Written exercise: Transcribe the listing below verbatim, covering only the lines from the one containing "Indicate the white face" down to the one containing "<point>258,277</point>", with both of those lines included.

## begin

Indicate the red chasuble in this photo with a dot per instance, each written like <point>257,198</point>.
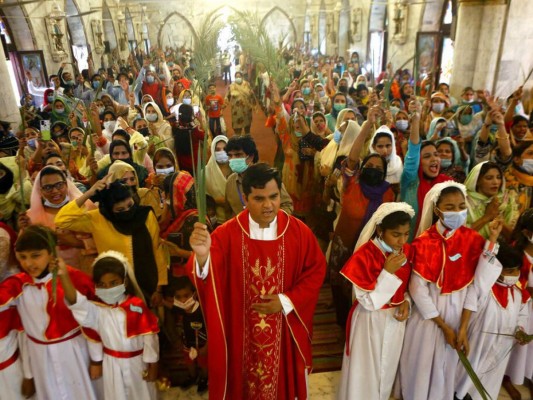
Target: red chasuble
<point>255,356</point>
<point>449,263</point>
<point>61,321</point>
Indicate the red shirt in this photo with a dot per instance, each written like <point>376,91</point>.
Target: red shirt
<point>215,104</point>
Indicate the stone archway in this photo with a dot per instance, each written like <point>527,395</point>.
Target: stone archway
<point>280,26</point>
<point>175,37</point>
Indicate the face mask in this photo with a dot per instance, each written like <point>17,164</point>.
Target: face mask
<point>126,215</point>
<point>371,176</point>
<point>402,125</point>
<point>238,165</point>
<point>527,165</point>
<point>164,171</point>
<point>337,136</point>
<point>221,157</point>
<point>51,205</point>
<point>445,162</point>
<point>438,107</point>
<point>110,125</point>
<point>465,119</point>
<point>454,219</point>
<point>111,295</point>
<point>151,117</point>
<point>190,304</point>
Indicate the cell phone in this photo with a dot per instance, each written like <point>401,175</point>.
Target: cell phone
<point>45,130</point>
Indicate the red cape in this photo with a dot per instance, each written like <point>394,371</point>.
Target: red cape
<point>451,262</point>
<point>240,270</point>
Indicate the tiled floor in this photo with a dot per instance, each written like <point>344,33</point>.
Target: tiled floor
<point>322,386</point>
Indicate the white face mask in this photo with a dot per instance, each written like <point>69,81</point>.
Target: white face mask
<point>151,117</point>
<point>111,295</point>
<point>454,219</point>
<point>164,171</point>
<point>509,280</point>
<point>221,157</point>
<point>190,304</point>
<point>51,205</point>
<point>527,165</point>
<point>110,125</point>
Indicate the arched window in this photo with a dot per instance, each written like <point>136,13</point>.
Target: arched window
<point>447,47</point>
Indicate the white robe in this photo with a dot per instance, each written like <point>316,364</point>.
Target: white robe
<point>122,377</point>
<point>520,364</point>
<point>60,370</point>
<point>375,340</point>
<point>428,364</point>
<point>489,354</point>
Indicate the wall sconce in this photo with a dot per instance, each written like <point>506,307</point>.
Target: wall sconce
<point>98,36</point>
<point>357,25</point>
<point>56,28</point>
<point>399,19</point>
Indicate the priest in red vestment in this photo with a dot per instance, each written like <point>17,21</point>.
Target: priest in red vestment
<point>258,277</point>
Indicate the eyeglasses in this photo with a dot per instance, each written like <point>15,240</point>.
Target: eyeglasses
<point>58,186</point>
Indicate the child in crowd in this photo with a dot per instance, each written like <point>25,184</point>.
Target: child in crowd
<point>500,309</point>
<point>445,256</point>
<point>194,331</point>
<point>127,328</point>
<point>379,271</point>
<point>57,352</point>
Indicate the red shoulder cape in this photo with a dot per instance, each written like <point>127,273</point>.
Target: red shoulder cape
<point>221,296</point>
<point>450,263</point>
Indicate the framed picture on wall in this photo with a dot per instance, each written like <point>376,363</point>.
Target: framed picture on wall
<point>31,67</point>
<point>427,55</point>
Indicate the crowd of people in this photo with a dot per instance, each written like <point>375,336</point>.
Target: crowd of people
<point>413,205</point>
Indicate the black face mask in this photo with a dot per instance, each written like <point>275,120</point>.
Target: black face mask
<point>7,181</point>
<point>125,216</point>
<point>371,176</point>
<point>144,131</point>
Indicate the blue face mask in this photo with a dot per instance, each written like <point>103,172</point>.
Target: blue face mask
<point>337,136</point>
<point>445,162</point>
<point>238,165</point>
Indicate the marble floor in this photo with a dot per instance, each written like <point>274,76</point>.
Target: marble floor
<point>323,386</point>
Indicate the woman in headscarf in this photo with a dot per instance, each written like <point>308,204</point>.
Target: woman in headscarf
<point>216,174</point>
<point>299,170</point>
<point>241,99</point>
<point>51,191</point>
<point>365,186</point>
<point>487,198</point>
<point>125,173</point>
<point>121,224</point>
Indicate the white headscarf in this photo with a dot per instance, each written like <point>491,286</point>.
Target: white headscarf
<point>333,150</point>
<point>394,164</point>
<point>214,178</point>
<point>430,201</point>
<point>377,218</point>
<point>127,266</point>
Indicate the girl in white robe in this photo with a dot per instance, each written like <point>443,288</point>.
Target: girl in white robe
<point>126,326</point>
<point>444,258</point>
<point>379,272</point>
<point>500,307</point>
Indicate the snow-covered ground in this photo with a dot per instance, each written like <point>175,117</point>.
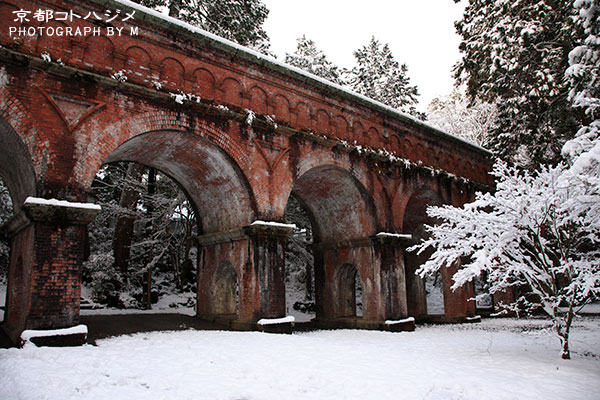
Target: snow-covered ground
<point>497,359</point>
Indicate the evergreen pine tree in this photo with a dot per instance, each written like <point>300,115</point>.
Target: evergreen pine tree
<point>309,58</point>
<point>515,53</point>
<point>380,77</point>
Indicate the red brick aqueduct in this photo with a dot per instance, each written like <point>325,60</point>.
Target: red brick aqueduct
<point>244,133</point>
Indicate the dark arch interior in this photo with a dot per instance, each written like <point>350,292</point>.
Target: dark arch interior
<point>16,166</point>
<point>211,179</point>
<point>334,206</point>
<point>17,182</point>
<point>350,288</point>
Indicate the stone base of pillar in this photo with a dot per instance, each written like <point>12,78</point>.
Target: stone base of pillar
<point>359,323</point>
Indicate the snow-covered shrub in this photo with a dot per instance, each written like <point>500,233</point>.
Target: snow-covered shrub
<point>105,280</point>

## end
## begin

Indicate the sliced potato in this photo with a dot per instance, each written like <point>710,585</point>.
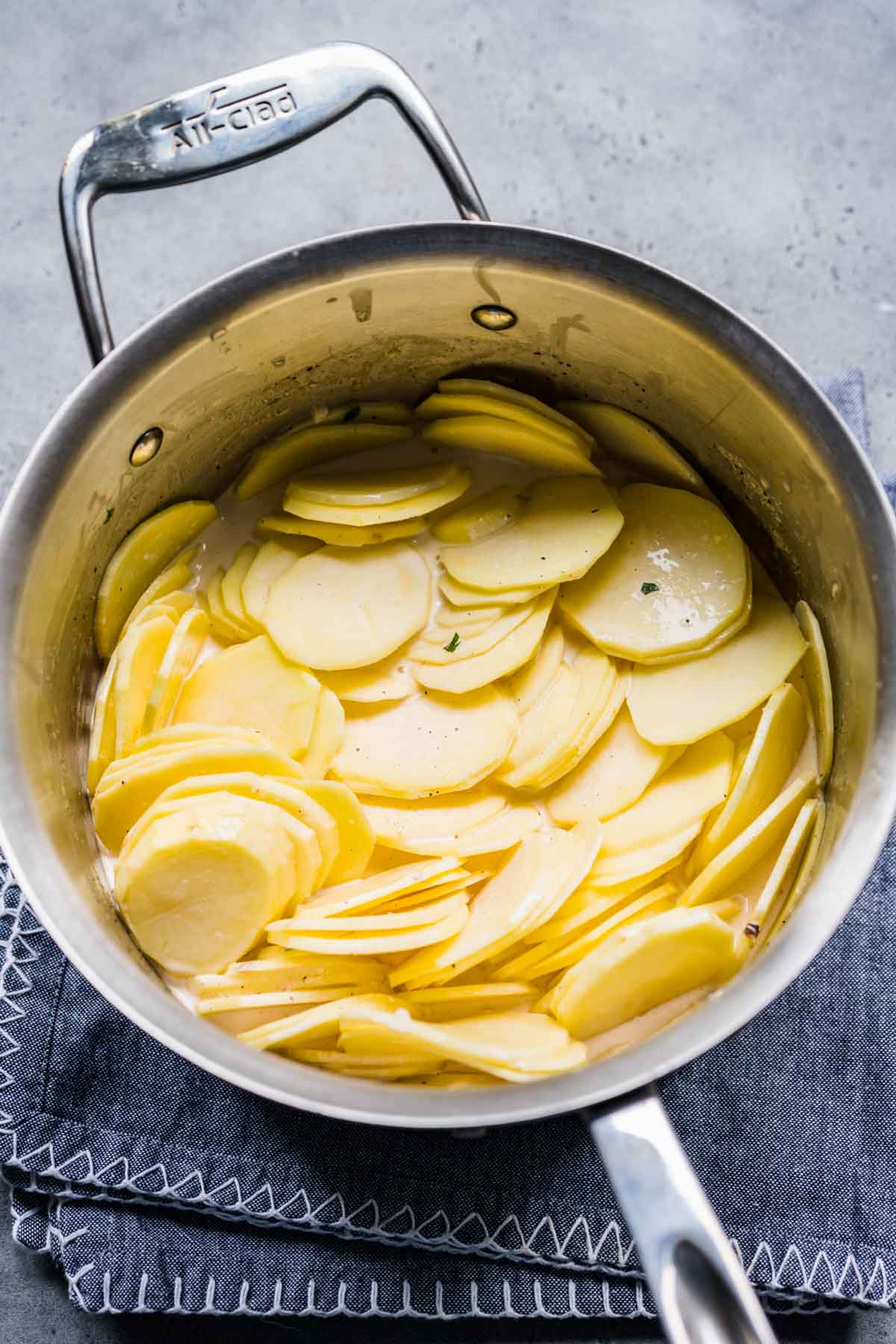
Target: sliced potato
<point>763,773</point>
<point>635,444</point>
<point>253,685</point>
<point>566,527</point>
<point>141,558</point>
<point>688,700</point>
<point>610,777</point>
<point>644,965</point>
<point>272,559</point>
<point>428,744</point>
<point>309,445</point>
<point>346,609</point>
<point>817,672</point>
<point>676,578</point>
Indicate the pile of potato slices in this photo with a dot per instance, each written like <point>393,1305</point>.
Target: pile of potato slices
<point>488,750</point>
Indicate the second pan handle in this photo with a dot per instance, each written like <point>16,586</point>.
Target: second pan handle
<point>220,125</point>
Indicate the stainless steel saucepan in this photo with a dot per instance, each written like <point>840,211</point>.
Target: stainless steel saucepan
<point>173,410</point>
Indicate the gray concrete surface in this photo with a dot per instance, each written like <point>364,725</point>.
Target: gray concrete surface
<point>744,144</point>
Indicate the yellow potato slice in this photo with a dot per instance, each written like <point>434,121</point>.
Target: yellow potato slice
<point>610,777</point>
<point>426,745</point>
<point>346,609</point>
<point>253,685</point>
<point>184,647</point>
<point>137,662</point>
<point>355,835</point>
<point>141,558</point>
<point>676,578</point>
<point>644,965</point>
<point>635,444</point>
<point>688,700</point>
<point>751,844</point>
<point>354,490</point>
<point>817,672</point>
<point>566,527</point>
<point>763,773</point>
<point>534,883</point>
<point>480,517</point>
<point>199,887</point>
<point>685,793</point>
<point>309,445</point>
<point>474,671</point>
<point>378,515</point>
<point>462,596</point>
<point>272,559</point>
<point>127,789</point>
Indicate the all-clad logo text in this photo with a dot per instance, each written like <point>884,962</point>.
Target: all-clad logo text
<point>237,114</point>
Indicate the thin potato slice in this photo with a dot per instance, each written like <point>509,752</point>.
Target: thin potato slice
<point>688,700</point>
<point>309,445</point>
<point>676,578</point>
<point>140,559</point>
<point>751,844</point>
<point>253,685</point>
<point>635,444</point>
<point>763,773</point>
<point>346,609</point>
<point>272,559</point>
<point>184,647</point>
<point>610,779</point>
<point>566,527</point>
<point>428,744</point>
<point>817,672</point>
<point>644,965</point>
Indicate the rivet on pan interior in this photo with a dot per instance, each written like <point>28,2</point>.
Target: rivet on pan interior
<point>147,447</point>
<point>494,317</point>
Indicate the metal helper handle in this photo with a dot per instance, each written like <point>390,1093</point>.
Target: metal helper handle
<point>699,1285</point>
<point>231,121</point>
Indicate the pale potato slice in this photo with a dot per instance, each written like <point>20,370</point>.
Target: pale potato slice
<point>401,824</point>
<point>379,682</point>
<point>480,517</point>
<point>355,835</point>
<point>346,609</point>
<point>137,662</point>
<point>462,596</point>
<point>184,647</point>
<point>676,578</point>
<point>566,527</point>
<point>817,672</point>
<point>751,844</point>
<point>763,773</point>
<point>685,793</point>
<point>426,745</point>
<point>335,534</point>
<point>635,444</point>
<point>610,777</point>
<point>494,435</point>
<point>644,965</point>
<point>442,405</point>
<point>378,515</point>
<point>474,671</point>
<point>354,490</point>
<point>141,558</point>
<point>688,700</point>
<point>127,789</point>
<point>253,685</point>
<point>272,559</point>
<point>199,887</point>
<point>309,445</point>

## end

Final result:
Indicate the white face mask in this photo with a dot per instance, each written like <point>69,81</point>.
Target: white face mask
<point>151,117</point>
<point>111,295</point>
<point>454,219</point>
<point>164,171</point>
<point>509,280</point>
<point>221,157</point>
<point>190,304</point>
<point>51,205</point>
<point>527,165</point>
<point>110,125</point>
Indicate the arched window in this photo with a dot per instance, each written like <point>136,13</point>.
Target: arched window
<point>447,47</point>
Indicate the white robe in this photo with a dot per instance, each written like <point>316,364</point>.
Target: white robe
<point>122,377</point>
<point>520,364</point>
<point>60,370</point>
<point>375,340</point>
<point>428,364</point>
<point>489,354</point>
Indicate the wall sconce in this photo with a dot per instance, each written like <point>506,307</point>.
Target: wall sconce
<point>98,36</point>
<point>357,25</point>
<point>56,28</point>
<point>399,19</point>
Indicate the priest in red vestment in this photo with a dot per instance, each written like <point>17,21</point>.
Target: priest in red vestment
<point>258,277</point>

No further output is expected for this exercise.